#### Extrait ####
D'ailleurs, la demande d'enquête et son contexte font partie de la réalité des avocats
ainsi que des contrariétés inhérentes à la profession et ils ne sont pas
indemnisables à moins de circonstances très particulières, qui ne correspondent
pas à la présente demande. Or, le recours de la demanderesse est à sa face même
une procédure vexatoire visant à intimider les défendeurs, une forme de
représailles contre eux, et constitue un détournement des fins de la justice.
En fait, tout le processus engagé par le recours en dommages-intérêts constitue
un abus de procédure manifeste caractérisé par la hargne de la demanderesse et
son intention de nuire aux défendeurs sans justification autre que le fait
qu'ils aient osé lui résister et la critiquer professionnellement auprès du
syndic du Barreau, ce qui justifie le rejet immédiat de sa demande en vertu de
l'article 53 alinéa 1 C.P.C. Dans ces circonstances, les défendeurs ont
droit au remboursement des honoraires d'avocat qu'ils ont dû débourser en
raison de ce recours abusif, lesquels sont évalués à 26 761 $. De
plus, les défendeurs Nadeau et Lafrenière ont droit à 2 000 $ chacun
à titre de dommages moraux. Enfin, lorsque l'article 54 C.P.C. autorise
l'attribution de dommages punitifs, il vise l'usage abusif du droit d'ester en
justice dans l'intention de nuire à autrui ou par témérité, sans cause
raisonnable, par représailles. L'intention de nuire n'a pas à être précise;
l'intention générale suffit, car le plaideur abusif veut entraîner la partie
adverse dans un débat long et coûteux pour le punir. C'est le cas en l'espèce,
où la demanderesse cherchait à punir les défendeurs pour avoir osé remettre en
question son rôle de représentante légale de sa fille et avoir osé se plaindre
de son manque d'indépendance professionnelle par des procédés qu'ils jugeaient
inappropriés. Ainsi, la demanderesse est condamnée à payer aux défendeurs
Nadeau et Lafrenière 2 000 $ chacun à titre de dommages punitifs. Il
n'y a pas lieu d'accorder de tels dommages en faveur de la défenderesse
Clinique dentaire Nadeau puisqu'elle n'est visée que par ricochet et qu'une
telle attribution ferait double emploi avec les sommes accordées aux autres
défendeurs.
####
## Consignes
a) Selon l'extrait, à quel montant sont évalués les honoraires d'avocat que les défendeurs ont dû débourser en raison du recours abusif ?
b) Relevez tous les défendeurs que l'extrait désigne par leur nom.
#### Données ####
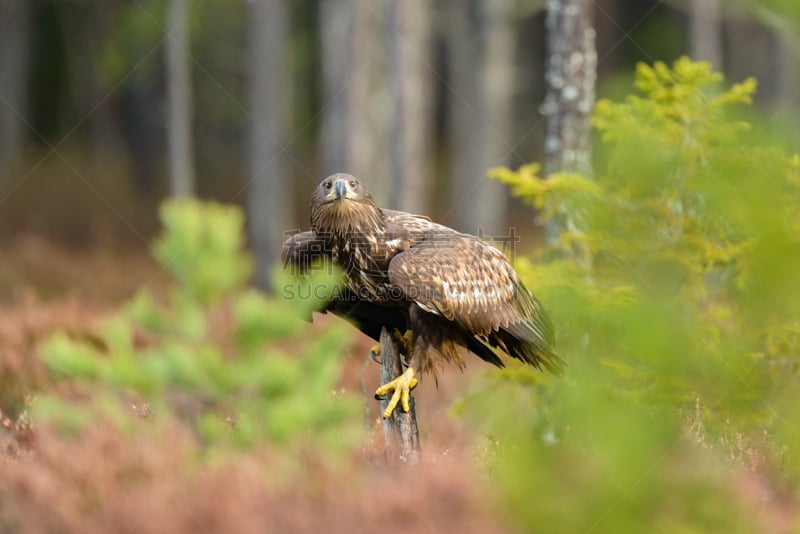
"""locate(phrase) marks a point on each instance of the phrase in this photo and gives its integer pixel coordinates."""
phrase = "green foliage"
(674, 291)
(214, 354)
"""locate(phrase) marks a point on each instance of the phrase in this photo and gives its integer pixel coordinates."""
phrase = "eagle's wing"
(472, 283)
(300, 250)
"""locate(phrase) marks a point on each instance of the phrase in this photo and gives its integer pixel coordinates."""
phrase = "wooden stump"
(400, 429)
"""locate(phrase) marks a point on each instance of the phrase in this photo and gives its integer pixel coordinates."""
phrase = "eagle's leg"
(402, 386)
(406, 342)
(375, 353)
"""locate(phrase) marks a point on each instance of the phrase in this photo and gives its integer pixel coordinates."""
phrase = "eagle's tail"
(525, 343)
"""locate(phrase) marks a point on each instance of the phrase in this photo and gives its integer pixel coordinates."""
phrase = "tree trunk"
(336, 33)
(570, 80)
(268, 102)
(14, 64)
(705, 30)
(410, 137)
(179, 87)
(480, 85)
(354, 111)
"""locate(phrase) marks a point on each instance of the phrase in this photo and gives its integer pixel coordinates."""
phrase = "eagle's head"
(341, 204)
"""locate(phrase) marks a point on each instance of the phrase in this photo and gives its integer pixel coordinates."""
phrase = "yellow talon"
(402, 386)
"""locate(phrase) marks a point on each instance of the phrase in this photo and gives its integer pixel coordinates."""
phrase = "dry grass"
(159, 480)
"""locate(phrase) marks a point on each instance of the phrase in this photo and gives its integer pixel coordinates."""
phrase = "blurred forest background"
(147, 383)
(108, 107)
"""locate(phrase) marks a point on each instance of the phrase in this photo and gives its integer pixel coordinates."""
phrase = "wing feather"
(466, 280)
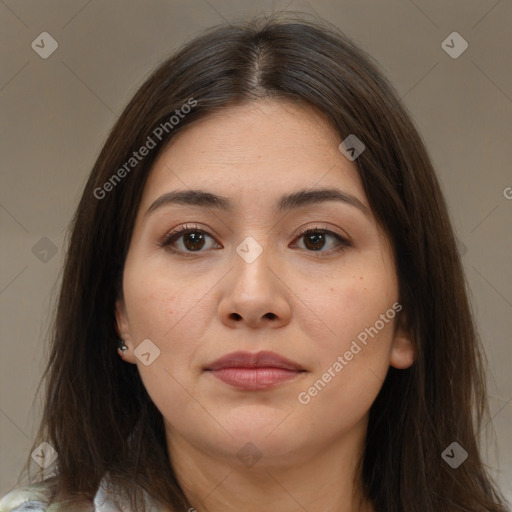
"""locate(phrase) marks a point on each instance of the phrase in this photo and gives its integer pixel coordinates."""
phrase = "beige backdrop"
(57, 110)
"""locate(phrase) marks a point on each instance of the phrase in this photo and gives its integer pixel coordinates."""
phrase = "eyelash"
(182, 230)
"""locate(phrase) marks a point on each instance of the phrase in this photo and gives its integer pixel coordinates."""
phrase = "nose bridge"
(252, 261)
(254, 293)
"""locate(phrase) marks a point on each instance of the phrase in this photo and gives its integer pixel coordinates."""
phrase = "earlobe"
(402, 351)
(123, 332)
(121, 325)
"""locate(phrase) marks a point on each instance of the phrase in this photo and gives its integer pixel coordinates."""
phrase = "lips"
(254, 360)
(254, 371)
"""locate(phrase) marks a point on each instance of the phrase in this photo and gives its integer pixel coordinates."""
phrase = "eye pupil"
(194, 238)
(317, 239)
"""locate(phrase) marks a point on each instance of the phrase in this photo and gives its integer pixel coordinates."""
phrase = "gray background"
(56, 113)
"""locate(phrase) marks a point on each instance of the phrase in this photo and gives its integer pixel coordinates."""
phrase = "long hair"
(97, 414)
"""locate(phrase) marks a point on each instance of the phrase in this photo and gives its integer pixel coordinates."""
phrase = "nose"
(255, 294)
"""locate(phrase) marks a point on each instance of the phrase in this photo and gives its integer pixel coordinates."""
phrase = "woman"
(265, 243)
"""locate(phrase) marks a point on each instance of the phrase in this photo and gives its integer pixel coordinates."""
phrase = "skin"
(198, 306)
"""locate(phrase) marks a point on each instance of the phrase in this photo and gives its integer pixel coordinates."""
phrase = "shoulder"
(33, 498)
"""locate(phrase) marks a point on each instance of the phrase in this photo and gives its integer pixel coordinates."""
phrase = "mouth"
(254, 371)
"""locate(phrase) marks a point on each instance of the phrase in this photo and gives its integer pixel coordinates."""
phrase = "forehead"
(259, 149)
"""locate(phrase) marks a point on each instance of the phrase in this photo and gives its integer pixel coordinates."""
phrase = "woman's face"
(246, 279)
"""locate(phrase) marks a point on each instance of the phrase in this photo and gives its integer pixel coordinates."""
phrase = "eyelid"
(343, 240)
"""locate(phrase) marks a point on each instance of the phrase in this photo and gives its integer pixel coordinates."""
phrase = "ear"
(402, 350)
(123, 331)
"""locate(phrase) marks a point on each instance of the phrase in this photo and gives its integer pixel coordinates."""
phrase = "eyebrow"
(286, 202)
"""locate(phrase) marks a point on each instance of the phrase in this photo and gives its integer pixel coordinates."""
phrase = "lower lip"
(254, 378)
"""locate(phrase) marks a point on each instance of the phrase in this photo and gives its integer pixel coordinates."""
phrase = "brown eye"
(317, 240)
(187, 240)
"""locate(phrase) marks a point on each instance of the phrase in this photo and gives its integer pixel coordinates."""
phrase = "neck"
(327, 478)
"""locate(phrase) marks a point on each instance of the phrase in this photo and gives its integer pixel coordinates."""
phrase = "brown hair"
(97, 413)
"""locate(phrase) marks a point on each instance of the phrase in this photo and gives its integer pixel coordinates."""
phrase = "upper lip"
(262, 359)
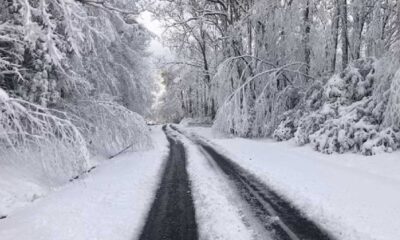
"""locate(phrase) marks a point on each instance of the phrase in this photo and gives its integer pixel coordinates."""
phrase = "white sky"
(146, 18)
(157, 49)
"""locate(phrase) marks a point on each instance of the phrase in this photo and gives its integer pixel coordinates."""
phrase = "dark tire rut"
(172, 215)
(276, 214)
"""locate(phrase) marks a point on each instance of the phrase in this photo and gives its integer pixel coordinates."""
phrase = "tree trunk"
(345, 39)
(335, 34)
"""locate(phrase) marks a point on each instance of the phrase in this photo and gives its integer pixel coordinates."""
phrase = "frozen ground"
(354, 196)
(219, 211)
(111, 203)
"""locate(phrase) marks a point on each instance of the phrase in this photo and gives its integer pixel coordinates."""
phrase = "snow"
(110, 203)
(354, 196)
(219, 210)
(3, 95)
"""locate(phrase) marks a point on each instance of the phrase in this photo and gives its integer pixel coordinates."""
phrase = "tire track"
(277, 215)
(172, 215)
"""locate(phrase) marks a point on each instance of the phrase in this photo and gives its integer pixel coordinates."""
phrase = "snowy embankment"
(354, 196)
(110, 203)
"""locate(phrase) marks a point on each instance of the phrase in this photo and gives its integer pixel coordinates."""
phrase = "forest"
(76, 77)
(324, 72)
(199, 119)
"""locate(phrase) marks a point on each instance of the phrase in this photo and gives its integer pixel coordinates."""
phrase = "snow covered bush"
(42, 140)
(57, 60)
(348, 113)
(109, 127)
(254, 107)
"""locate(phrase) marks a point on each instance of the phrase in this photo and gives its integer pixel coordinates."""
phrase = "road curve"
(172, 215)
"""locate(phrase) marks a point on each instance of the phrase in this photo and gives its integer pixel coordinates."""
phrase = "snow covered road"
(236, 189)
(110, 204)
(172, 215)
(355, 197)
(277, 216)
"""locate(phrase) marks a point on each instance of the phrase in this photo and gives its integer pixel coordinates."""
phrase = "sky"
(155, 26)
(157, 49)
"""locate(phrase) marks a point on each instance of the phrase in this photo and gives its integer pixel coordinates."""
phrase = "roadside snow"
(354, 196)
(220, 213)
(111, 203)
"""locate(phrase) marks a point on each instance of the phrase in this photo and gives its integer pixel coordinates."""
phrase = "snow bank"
(111, 203)
(354, 196)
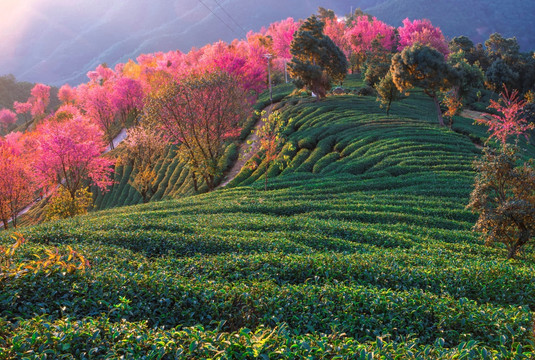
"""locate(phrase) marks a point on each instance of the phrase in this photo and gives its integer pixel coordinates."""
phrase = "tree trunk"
(523, 238)
(439, 112)
(194, 179)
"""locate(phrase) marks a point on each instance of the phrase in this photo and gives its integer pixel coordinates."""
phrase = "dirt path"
(247, 150)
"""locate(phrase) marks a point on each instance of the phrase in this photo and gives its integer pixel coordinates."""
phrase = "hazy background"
(58, 41)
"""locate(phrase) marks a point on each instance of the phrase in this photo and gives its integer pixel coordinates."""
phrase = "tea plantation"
(361, 248)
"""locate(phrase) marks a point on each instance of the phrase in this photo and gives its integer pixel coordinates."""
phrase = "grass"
(361, 248)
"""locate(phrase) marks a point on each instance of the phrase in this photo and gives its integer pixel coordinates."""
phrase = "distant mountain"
(476, 19)
(60, 40)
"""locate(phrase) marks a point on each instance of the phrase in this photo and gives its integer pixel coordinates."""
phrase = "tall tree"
(144, 148)
(509, 119)
(67, 94)
(361, 37)
(127, 97)
(424, 33)
(16, 181)
(316, 60)
(504, 197)
(97, 103)
(270, 136)
(423, 66)
(40, 98)
(200, 112)
(7, 118)
(69, 154)
(387, 92)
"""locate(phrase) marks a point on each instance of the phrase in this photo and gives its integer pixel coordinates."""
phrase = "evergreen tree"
(387, 92)
(425, 67)
(316, 60)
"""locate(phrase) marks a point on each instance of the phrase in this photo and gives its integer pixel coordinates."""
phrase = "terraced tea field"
(361, 248)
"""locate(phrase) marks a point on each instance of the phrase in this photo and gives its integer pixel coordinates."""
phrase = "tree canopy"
(316, 60)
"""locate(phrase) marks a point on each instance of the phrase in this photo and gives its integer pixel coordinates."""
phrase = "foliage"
(96, 101)
(469, 76)
(200, 113)
(315, 58)
(67, 94)
(509, 119)
(69, 154)
(499, 47)
(424, 33)
(504, 197)
(16, 180)
(7, 118)
(387, 92)
(378, 64)
(423, 66)
(461, 43)
(53, 261)
(373, 223)
(63, 205)
(362, 35)
(144, 148)
(270, 137)
(500, 74)
(453, 103)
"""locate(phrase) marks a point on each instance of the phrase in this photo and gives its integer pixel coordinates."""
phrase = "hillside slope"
(55, 42)
(362, 246)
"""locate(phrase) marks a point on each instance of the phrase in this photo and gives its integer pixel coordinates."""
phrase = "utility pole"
(286, 70)
(268, 57)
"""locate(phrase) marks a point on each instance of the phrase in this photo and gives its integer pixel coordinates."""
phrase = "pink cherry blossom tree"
(362, 34)
(127, 97)
(67, 94)
(69, 153)
(16, 179)
(7, 118)
(96, 102)
(39, 99)
(423, 32)
(510, 120)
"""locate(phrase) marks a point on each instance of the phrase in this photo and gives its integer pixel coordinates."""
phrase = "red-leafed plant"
(510, 120)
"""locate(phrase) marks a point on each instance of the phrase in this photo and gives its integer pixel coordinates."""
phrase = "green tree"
(62, 205)
(387, 92)
(316, 60)
(270, 135)
(144, 147)
(499, 74)
(378, 64)
(500, 47)
(470, 76)
(504, 197)
(424, 67)
(200, 113)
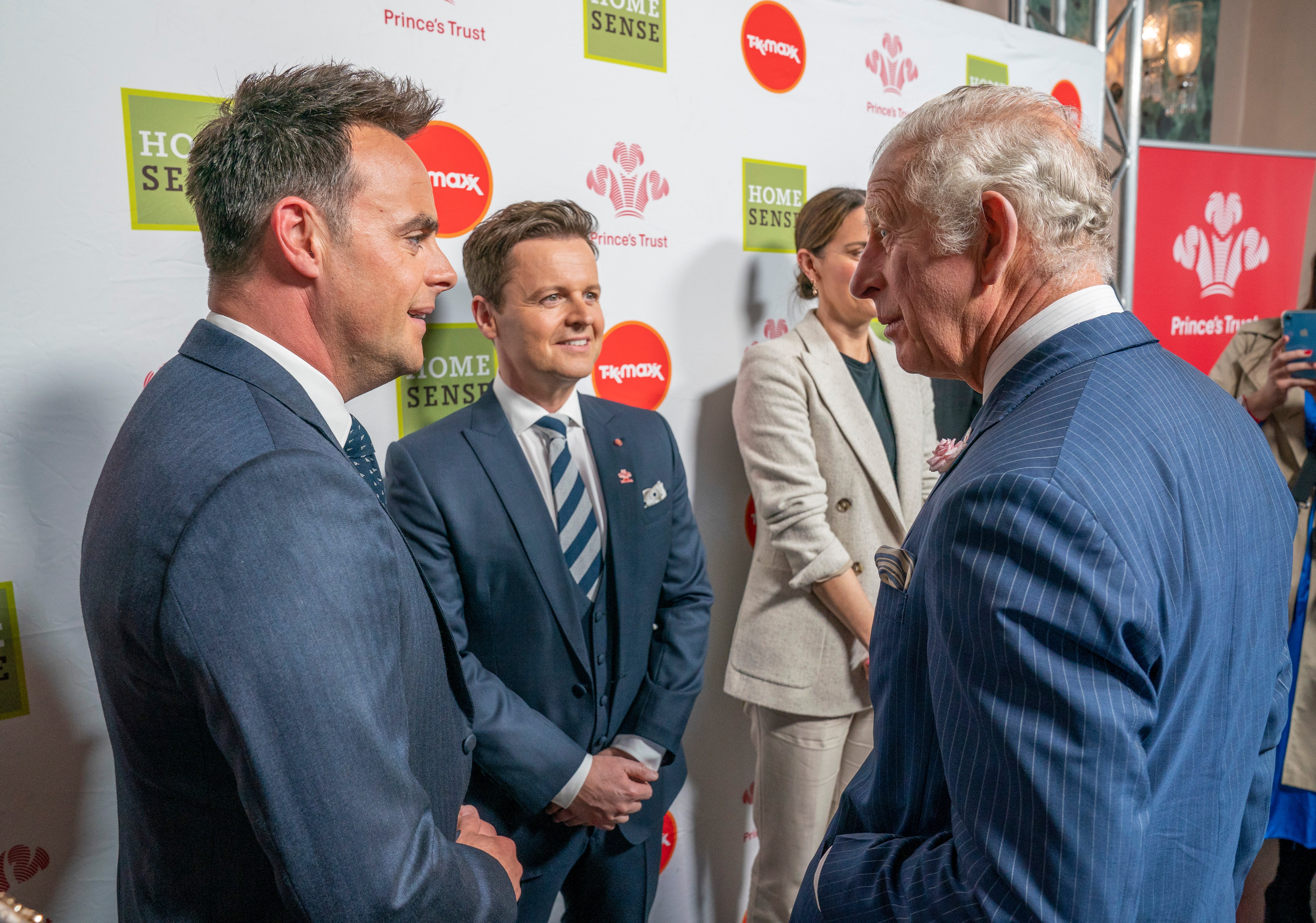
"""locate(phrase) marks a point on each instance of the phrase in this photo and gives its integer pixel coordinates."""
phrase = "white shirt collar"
(1061, 315)
(319, 388)
(523, 414)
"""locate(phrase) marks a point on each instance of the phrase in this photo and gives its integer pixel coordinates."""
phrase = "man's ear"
(1001, 239)
(301, 233)
(807, 262)
(486, 319)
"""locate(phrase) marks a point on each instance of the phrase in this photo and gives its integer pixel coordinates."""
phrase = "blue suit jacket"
(1078, 696)
(465, 496)
(286, 709)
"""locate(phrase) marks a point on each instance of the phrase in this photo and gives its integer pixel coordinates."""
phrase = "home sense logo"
(158, 131)
(460, 173)
(773, 47)
(14, 686)
(982, 70)
(890, 66)
(627, 32)
(1220, 258)
(631, 191)
(773, 195)
(634, 366)
(460, 366)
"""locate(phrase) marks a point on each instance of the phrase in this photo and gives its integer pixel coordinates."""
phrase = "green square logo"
(981, 70)
(158, 131)
(14, 686)
(627, 32)
(460, 366)
(773, 196)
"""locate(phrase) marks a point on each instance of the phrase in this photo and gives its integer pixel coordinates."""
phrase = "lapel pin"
(655, 495)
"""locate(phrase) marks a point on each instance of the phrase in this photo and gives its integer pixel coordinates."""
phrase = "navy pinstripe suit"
(1078, 696)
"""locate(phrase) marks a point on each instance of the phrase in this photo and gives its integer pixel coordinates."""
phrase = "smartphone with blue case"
(1301, 329)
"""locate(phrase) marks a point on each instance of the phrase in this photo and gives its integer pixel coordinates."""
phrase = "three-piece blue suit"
(1078, 695)
(552, 676)
(287, 712)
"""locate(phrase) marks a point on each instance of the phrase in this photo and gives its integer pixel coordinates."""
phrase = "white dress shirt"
(319, 388)
(1061, 315)
(523, 415)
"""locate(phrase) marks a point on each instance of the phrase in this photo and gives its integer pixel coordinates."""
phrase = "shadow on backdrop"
(52, 803)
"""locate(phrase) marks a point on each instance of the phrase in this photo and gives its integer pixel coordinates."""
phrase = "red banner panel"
(1220, 244)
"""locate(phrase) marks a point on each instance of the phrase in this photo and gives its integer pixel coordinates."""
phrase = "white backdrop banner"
(693, 131)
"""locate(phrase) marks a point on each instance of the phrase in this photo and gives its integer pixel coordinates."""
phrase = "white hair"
(1022, 144)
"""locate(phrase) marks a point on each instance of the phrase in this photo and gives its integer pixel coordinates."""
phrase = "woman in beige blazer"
(836, 440)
####
## Corrigés détaillés
a) Ils sont évalués à 26 761 $.

b) Nadeau, Lafrenière et la Clinique dentaire Nadeau.